ENTRIES SHOWN »
- - -

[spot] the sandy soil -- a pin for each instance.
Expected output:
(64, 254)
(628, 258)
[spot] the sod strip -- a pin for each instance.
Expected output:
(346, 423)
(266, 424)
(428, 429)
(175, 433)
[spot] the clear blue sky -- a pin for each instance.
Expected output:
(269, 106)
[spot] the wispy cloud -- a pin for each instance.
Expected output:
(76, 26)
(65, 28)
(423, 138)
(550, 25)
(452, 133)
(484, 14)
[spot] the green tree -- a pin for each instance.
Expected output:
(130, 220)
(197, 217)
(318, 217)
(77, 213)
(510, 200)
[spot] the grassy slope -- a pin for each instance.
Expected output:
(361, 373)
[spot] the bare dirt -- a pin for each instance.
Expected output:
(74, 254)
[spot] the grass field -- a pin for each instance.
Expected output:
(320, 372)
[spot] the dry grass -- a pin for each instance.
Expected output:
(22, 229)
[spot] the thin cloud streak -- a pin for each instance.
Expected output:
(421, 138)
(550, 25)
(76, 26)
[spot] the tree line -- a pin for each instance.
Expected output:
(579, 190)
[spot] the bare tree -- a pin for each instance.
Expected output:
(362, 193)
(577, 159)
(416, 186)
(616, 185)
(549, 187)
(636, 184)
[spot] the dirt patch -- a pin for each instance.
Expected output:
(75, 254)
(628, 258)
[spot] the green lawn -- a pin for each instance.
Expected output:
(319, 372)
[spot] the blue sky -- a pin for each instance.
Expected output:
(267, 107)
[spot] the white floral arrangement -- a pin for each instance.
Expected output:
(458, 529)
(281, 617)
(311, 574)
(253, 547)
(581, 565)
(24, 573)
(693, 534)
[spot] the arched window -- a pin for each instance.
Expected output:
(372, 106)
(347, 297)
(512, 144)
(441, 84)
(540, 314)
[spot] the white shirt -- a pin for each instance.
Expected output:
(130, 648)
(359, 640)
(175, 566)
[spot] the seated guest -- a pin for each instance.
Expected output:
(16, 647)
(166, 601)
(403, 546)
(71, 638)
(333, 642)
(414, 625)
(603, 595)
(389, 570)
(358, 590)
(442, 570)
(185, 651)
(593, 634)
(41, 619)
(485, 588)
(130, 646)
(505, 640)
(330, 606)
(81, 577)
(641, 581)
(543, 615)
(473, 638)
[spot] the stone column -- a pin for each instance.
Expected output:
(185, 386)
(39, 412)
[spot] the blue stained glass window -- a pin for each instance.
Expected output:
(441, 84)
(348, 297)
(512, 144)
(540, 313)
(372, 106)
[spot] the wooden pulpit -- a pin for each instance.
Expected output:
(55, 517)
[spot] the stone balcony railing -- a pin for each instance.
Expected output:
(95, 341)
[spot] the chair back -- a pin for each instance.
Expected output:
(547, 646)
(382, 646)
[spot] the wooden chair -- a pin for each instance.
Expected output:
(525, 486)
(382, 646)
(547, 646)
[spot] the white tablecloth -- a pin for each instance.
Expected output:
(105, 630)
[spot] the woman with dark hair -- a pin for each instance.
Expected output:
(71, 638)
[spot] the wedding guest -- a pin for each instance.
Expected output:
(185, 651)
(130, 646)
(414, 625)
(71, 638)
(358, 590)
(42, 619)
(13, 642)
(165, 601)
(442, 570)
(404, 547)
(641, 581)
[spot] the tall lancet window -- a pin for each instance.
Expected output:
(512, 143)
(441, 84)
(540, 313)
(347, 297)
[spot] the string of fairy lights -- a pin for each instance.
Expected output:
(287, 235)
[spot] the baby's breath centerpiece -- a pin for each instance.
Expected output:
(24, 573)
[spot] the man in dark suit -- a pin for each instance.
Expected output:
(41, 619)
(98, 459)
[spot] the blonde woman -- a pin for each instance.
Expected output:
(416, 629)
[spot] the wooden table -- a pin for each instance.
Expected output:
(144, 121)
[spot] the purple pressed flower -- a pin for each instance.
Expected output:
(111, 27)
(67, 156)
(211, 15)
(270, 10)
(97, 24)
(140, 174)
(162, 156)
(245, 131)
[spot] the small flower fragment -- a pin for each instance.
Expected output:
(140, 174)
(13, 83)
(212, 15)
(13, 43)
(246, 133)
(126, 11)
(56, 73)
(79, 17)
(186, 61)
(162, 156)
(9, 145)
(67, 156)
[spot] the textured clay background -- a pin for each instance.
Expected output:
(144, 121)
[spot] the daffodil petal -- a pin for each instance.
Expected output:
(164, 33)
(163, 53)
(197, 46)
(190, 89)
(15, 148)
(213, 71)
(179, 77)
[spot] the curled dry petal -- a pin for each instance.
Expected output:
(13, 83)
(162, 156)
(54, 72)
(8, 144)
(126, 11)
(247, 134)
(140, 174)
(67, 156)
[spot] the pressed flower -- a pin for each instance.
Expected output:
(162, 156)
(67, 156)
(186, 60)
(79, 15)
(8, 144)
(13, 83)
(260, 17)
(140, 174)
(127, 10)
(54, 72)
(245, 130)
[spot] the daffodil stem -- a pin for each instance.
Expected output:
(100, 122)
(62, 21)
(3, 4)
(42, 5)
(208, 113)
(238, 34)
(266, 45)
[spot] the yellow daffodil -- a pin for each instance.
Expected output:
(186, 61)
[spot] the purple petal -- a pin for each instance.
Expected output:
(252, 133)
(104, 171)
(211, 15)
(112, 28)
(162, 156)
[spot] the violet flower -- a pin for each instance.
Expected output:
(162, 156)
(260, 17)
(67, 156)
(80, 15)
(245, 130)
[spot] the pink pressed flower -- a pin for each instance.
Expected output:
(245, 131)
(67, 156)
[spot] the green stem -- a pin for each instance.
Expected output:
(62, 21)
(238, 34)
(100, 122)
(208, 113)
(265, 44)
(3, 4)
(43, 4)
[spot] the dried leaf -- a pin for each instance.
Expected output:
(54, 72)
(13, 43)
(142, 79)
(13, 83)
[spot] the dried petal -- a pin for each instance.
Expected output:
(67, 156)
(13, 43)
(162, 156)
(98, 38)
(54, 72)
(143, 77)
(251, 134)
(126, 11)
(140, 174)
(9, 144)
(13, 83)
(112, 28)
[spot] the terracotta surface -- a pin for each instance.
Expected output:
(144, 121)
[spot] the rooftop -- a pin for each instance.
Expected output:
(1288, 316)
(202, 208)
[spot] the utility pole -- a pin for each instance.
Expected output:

- - -

Can you quote exactly the lines from the one containing "[spot] the blonde" through the last line of the records above, and nothing else?

[spot] the blonde woman -- a pin for each instance.
Expected output:
(416, 629)
[spot] the wooden table -- a pin for each instance.
Expected output:
(144, 121)
[spot] the purple pressed flower -- a pin for each instance.
Expected output:
(111, 27)
(67, 156)
(211, 15)
(270, 10)
(97, 24)
(140, 174)
(162, 156)
(245, 131)
[spot] the small flower fragment -- a pin for each instance.
Expected output:
(140, 174)
(13, 83)
(212, 15)
(13, 43)
(246, 133)
(126, 11)
(56, 73)
(79, 17)
(186, 61)
(162, 156)
(9, 145)
(67, 156)
[spot] the textured clay background -- a pin for each instance.
Expected output:
(144, 121)
[spot] the daffodil petal -- a pin for each instance.
Expected output:
(164, 33)
(163, 53)
(197, 46)
(190, 89)
(15, 148)
(213, 71)
(179, 77)
[spot] the curled dry petal -- a pin for each instance.
Expected output:
(13, 83)
(162, 156)
(54, 72)
(8, 144)
(126, 11)
(247, 134)
(140, 174)
(67, 156)
[spot] the pressed flower -- a pin for each instance.
Expected output:
(162, 156)
(67, 156)
(186, 60)
(79, 15)
(8, 144)
(13, 83)
(260, 17)
(140, 174)
(127, 10)
(54, 72)
(245, 130)
[spot] the daffodil stem -- a pin for each instance.
Expected output:
(100, 122)
(62, 21)
(3, 4)
(42, 5)
(208, 113)
(238, 34)
(266, 45)
[spot] the yellow daffodil -- a pin for each instance.
Expected output:
(186, 61)
[spot] the purple petal -- a pin for each instance.
Expected output:
(252, 133)
(104, 171)
(211, 15)
(112, 28)
(162, 156)
[spot] the violet flower -- a pin for each instance.
Expected output:
(162, 156)
(260, 17)
(67, 156)
(80, 15)
(245, 130)
[spot] the pink pressed flower -- a pin for each instance.
Expected output:
(245, 131)
(67, 156)
[spot] the green stem -- a pin for each instance.
Expected output:
(62, 21)
(238, 34)
(100, 122)
(208, 113)
(265, 44)
(3, 4)
(43, 4)
[spot] the dried leaf -- a pin for each instance.
Expected output:
(54, 72)
(13, 43)
(142, 79)
(13, 83)
[spot] the dried petal -- a pin for each instance.
Expected output:
(67, 156)
(13, 43)
(162, 156)
(98, 38)
(54, 72)
(143, 77)
(251, 134)
(126, 11)
(140, 174)
(9, 144)
(13, 83)
(112, 28)
[spot] the terracotta surface -- a pin for each instance.
Expected output:
(144, 121)
[spot] the rooftop -- a pin for each instance.
Expected output:
(1288, 316)
(202, 208)
[spot] the utility pole -- a pin for each instance.
Expected output:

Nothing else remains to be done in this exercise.